Der Stinkephallus
Letzte Woche schwappten die deutschen Medien über von dem „Fingergate“ mit Varoufakis, Jauch und Böhmermann. Ja, alles Männer, und die obszöne Geste, um die es dabei ging, der sogenannte Stinkefinger, ist auch männlich durch und durch. Die Erregung war so groß, dass sogar die New York Times, der deutsche Angelegenheiten üblicherweise scheißegal sind, davon amüsiert Notiz nahm und ihr einen langen, verwunderten Artikel widmete.
Aber weshalb sollte uns das Geplänkel hier interessieren, in diesem feministischen Blog?
Weil der „Stinkefinger“ nicht nur eine obszöne Geste ist, sondern vor allem eine sexistische. Dieser Aspekt wird, wie gewohnt, im Interesse männlicher Imagepolitik von den Medien ausgeklammert. Um diese Abseite dürfen wir Frauen uns kümmern. Wenn wir es nicht tun, bleibt die Beleidigung und Verhöhnung der Frau unwidersprochen und kann munter so weitergehen.
Der Stinkefinger, so belehrt uns Wikipedia, ist eine uralte Geste, schon die alten Griechen und Römer benutzten sie als aggressiven Ausdruck der Verachtung. Der ausgestreckte Mittelfinger symbolisiert den Phallus. Die englischsprachige Wikipedia erläutert weiter: „[the gesture] is roughly equivalent in meaning to "fuck off", "fuck you", "shove it up your ass", "up yours" or "go fuck yourself."" Die Bedeutung des „shove it up your ass“, des „Arschfickens“, wird oft noch dadurch unterstrichen, dass die Hand mit dem ausgestreckten Mittelfinger ruckartig von unten nach oben gestoßen wird.
Und wieso heißt diese Geste bei uns „Stinkefinger“? Wir Deutschen, erläutert Wikipedia unter Berufung auf den Linguisten Hans-Martin Gauger, beziehen uns weniger „auf den Bereich des Sexuellen als auf den der Exkremente und Analität, aus dem die deutsche Sprache die meisten ihrer Schimpfwörter nimmt.“ Die öbszöne und sexistische Geste ist damit sowohl anal als auch genital aufgeladen - ein echter Double Whammy, zwei Fliegen mit einer Klappe. Oder sogar drei: In unserer Herrenkultur ist Feminisierung für den Mann die ultimative Beleidigung. Ein Mann, dem der „Stinkefinger“ gezeigt wird, wird dadurch zur Frau und zum Sexualobjekt des Aggressors degradiert. Die gleichzeitige Androhung der Vergewaltigung ist ebenfalls extrem aggressiv, aber nicht der Kern der Demütigung.
Die Beleidigung funktioniert so nur in einer sexistischen Gesellschaft, in der der Mann der Herr und die Frau zweit- bis letztrangig ist. Kein Mann möchte per „Stinkefinger“ zur Frau „reduziert werden“.

DATENSATZABSCHNITT ::
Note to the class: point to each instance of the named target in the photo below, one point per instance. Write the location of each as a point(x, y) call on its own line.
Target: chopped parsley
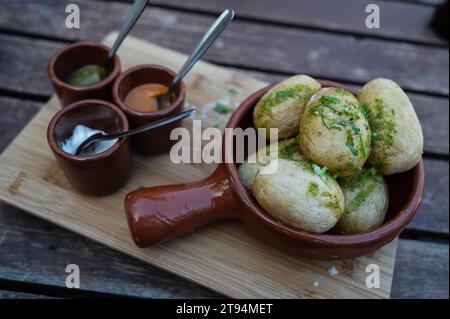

ANGABEN ZUR AUFGABE :: Auf welchen Linguisten beruft sich Wikipedia laut dem Text über den Stinkefinger, wenn es um die deutsche Bezeichnung der Geste geht? Bitte stützen Sie sich ausschließlich auf den Text über den Stinkefinger.

ERGEBNIS DER AUFGABE :: Auf Hans-Martin Gauger.